> [Assignment]: Every record below, from first to last: print it exactly as shown.

********************

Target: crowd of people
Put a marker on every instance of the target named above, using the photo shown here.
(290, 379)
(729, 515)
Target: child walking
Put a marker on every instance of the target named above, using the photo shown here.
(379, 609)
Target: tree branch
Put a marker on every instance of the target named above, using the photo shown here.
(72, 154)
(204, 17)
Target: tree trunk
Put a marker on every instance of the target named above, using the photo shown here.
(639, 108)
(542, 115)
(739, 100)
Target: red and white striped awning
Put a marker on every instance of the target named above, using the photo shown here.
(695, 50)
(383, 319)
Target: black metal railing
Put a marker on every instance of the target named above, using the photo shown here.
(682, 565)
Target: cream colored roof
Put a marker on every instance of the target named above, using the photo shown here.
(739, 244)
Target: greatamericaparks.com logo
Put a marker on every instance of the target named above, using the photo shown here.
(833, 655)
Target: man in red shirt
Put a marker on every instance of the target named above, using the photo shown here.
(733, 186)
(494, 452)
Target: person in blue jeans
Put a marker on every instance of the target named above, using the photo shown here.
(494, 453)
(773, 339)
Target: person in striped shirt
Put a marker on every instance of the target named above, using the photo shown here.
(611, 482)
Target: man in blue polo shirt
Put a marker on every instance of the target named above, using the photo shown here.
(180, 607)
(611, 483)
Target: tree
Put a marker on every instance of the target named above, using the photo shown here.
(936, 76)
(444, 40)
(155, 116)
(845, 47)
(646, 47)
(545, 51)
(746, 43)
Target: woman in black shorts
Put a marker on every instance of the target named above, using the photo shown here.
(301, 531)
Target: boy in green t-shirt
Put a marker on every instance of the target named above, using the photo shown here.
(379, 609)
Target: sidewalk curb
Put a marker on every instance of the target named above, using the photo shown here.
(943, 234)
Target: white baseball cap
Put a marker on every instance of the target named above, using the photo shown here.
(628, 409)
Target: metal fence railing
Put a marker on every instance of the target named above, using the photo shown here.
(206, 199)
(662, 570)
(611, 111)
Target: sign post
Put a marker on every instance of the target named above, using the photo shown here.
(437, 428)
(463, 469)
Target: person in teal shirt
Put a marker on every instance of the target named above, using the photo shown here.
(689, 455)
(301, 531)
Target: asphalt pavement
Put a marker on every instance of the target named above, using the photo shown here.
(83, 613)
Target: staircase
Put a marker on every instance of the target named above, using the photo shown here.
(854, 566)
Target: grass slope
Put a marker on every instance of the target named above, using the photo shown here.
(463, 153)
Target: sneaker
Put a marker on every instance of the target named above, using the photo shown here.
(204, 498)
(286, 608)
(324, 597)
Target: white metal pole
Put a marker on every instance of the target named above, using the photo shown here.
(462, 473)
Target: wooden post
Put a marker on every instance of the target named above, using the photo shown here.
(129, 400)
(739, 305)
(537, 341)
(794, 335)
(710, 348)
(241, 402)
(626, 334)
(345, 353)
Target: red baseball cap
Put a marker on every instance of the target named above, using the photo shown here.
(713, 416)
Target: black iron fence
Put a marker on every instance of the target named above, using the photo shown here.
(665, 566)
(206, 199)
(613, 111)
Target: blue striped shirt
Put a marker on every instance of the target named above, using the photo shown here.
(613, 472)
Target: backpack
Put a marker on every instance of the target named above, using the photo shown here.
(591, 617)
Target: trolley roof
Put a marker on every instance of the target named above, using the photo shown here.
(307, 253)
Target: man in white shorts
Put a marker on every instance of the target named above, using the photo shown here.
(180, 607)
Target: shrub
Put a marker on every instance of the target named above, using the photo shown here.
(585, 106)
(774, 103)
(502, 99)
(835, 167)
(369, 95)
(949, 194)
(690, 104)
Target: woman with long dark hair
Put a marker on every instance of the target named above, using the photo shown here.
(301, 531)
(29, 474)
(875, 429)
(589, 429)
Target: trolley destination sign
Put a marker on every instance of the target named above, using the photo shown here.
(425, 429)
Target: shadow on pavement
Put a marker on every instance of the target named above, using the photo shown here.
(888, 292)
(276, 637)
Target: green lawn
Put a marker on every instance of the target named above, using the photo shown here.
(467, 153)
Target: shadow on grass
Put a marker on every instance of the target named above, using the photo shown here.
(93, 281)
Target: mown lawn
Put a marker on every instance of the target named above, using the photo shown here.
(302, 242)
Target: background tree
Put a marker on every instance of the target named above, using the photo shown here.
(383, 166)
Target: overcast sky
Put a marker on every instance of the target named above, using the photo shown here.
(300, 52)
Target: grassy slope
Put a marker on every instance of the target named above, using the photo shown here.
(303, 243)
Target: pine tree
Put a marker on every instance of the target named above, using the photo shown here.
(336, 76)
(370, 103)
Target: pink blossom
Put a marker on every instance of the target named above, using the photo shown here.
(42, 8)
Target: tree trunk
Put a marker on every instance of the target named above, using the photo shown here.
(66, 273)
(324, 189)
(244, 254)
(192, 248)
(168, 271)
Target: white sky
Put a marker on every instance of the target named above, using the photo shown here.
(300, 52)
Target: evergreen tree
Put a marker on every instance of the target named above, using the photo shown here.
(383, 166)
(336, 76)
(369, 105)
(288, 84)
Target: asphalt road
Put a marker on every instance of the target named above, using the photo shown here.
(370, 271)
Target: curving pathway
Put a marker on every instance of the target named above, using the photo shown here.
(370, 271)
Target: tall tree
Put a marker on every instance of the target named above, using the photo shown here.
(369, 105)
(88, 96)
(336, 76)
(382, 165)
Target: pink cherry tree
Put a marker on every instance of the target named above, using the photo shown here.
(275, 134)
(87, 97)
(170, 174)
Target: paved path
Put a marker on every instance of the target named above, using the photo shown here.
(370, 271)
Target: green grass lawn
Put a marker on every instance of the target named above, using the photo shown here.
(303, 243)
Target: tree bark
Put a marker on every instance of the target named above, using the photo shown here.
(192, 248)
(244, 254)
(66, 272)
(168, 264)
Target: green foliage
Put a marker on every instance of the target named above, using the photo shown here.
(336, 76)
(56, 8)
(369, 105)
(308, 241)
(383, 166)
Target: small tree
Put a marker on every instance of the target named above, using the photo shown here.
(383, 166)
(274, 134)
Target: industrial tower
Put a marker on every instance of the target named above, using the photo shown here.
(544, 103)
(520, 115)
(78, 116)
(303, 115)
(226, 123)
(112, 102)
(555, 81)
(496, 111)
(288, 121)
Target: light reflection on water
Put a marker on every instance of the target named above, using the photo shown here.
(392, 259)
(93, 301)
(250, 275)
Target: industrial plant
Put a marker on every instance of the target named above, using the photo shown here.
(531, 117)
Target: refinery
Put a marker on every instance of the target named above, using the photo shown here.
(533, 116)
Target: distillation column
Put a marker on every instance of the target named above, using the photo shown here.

********************

> [Response area]:
Target: crowd of people
Put a marker on every instance of the target named above, using the photo shown here.
(290, 379)
(729, 515)
Target: child walking
Put a marker on every instance of the target named above, using the photo shown here.
(379, 609)
Target: tree branch
Put a marker on every instance of the target named above, using the photo shown here.
(72, 154)
(204, 17)
Target: tree trunk
Put a marker on every instance of the target named above, using the photo shown here.
(639, 108)
(542, 115)
(739, 100)
Target: red and white striped awning
Put a marker on every instance of the target named above, using the photo shown here.
(695, 50)
(383, 319)
Target: black metal railing
Put a marker on every instance of the target named above, using the photo shown here.
(682, 565)
Target: cream colored roof
Put a marker on every instance of the target named above, using the photo shown here.
(739, 244)
Target: greatamericaparks.com logo
Put a marker on every instance of the target named above, using the photo shown here.
(833, 655)
Target: man in red shirt
Put a marker on every instance of the target named above, using the photo shown here.
(733, 186)
(494, 452)
Target: person in blue jeans
Put a marker on every instance of the target named above, using the photo shown here.
(494, 453)
(773, 339)
Target: person in striped shirt
Put a marker on every instance of the target named above, using the photo shown here.
(611, 482)
Target: man in blue polo shirt
Put a marker on every instance of the target named above, using the photo shown here.
(180, 607)
(611, 483)
Target: tree
Put a marker on every instance of the target named above, using the photo shown here.
(936, 76)
(444, 40)
(155, 116)
(845, 47)
(646, 47)
(545, 51)
(746, 43)
Target: woman in black shorts
Put a marker on every instance of the target named above, using the photo shown here.
(301, 531)
Target: boy in green t-shirt
Put a marker on every instance of the target named above, using the photo shown here.
(379, 609)
Target: sidewalk curb
Put a marker on every instance of the target named above, using the photo shown here.
(943, 234)
Target: white baseball cap
Put a marker on every instance of the target named above, using the photo shown here.
(628, 409)
Target: metal fence railing
Put a marker on every instance of the target named above, using the photo shown here.
(206, 199)
(662, 570)
(611, 111)
Target: sign post
Put a marker on every instance of the target named above, using the photo shown here.
(437, 428)
(463, 469)
Target: person in teal shirt
Put a marker on every instance of the target named above, using the photo shown here.
(689, 455)
(301, 531)
Target: asphalt pavement
Put a marker on every instance of the target named above, using the photo shown here.
(83, 613)
Target: staircase
Put a marker on every instance of the target named above, using the photo shown here.
(854, 566)
Target: grass slope
Put a marker on every instance of the target named above, using the photo shown here.
(463, 153)
Target: sneaker
Put a marker on every instance of the target named above, using the photo shown here.
(204, 498)
(286, 608)
(324, 597)
Target: white metal pole
Put a marker on every instance of the target named above, using the photo shown here.
(462, 473)
Target: wooden post
Put a marker on every instance of the target named above, using the photo shown here.
(129, 400)
(739, 305)
(537, 341)
(794, 335)
(710, 348)
(241, 402)
(626, 334)
(345, 353)
Target: red baseball cap
Put a marker on every instance of the target named above, using the photo shown here.
(713, 416)
Target: black iron fence
Put a marker on every instance of the target named above, using the photo shown here.
(665, 566)
(206, 199)
(613, 111)
Target: blue striped shirt
Put a marker on every instance of the target named above, using the photo shown here.
(613, 472)
Target: backpack
Put a marker on every instance of the target named above, using the photo shown here.
(591, 617)
Target: trolley roof
Put a marker on every instance of the target named above, using the photo shown here.
(307, 253)
Target: man in white shorts
Put a marker on every instance of the target named above, using the photo shown here.
(180, 607)
Target: shrub
Put a marker on every instance of the target named above, using the photo shown here.
(585, 106)
(774, 103)
(502, 99)
(835, 167)
(369, 95)
(949, 194)
(690, 104)
Target: woman with long dark hair
Put a marker on every instance of the target named above, using the photo shown here.
(301, 531)
(29, 474)
(875, 429)
(589, 429)
Target: trolley destination sign
Put a marker on every instance of the target named above, using the photo shown here.
(425, 429)
Target: shadow on pavement
Put a marker on every instance of the target named above, using the photo shown here.
(888, 292)
(276, 637)
Target: green lawn
Put a marker on every instance of the target named above, using the photo shown here.
(467, 153)
Target: shadow on grass
Put a marker on every instance of the target named above, using the photo shown here.
(93, 281)
Target: mown lawn
Put a marker on every instance of the target named above, using the photo shown here.
(302, 242)
Target: background tree
Put a marker on every instance of the target named above, using the photo shown here.
(383, 166)
Target: overcast sky
Put a marker on every instance of the target named above, using the photo shown here.
(300, 52)
Target: grassy slope
Put a marker on every instance of the target named above, using the photo shown here.
(303, 243)
Target: pine tree
Put a marker on every instance of the target named above, using the photo shown here.
(336, 76)
(370, 103)
Target: pink blossom
Put a marker on every instance of the target named above, using the photo shown here.
(42, 8)
Target: tree trunk
Put a marker on every instance of the target named above, using the photo shown here.
(66, 273)
(324, 189)
(244, 254)
(192, 248)
(168, 271)
Target: white sky
Put a marker on every instance of the target named above, using the photo shown here.
(300, 52)
Target: evergreen tree
Put a marker on every instance of the target named above, using the photo shown here.
(383, 166)
(336, 76)
(369, 105)
(288, 84)
Target: asphalt road
Put a marker on every instance of the target named above, using the photo shown here.
(370, 271)
Target: curving pathway
Put a marker on every instance of the target named above, using the photo shown here.
(370, 271)
Target: tall tree
Put a marker on every instance of the target named above, using the photo shown here.
(369, 105)
(88, 96)
(336, 76)
(382, 165)
Target: pink cherry tree
Put a marker on every instance of the target named above, using the photo shown here.
(275, 134)
(87, 97)
(170, 174)
Target: paved path
Put a marker on every instance of the target named above, using the photo shown here.
(370, 271)
Target: green grass lawn
Put a marker on every instance of the target named above, using the photo shown here.
(303, 243)
Target: tree bark
Put a marker on every instance of the target named above, using the photo shown here.
(192, 248)
(244, 254)
(66, 272)
(168, 264)
Target: green foliage
Put a marker on every instance of the target named above, using the photo shown here.
(336, 76)
(56, 8)
(369, 105)
(308, 241)
(383, 166)
Target: small tree
Put a marker on every instance of the target named above, using the photo shown here.
(383, 166)
(274, 134)
Target: industrial tower
Put a marker on every instance of the target named above, using the photo shown here.
(544, 103)
(520, 115)
(78, 116)
(303, 115)
(226, 123)
(112, 102)
(555, 81)
(496, 111)
(288, 121)
Target: light reflection on water
Put a marker on every instance of the target named above, using the photo shown here.
(392, 259)
(93, 301)
(250, 275)
Target: industrial plant
Put a marker on every instance of the target named above, using the photo shown here.
(531, 117)
Target: refinery
Put a marker on every instance of the target named above, using the photo shown here.
(533, 116)
Target: distillation column
Put a marker on every instance of the target named above, using the photo shown here.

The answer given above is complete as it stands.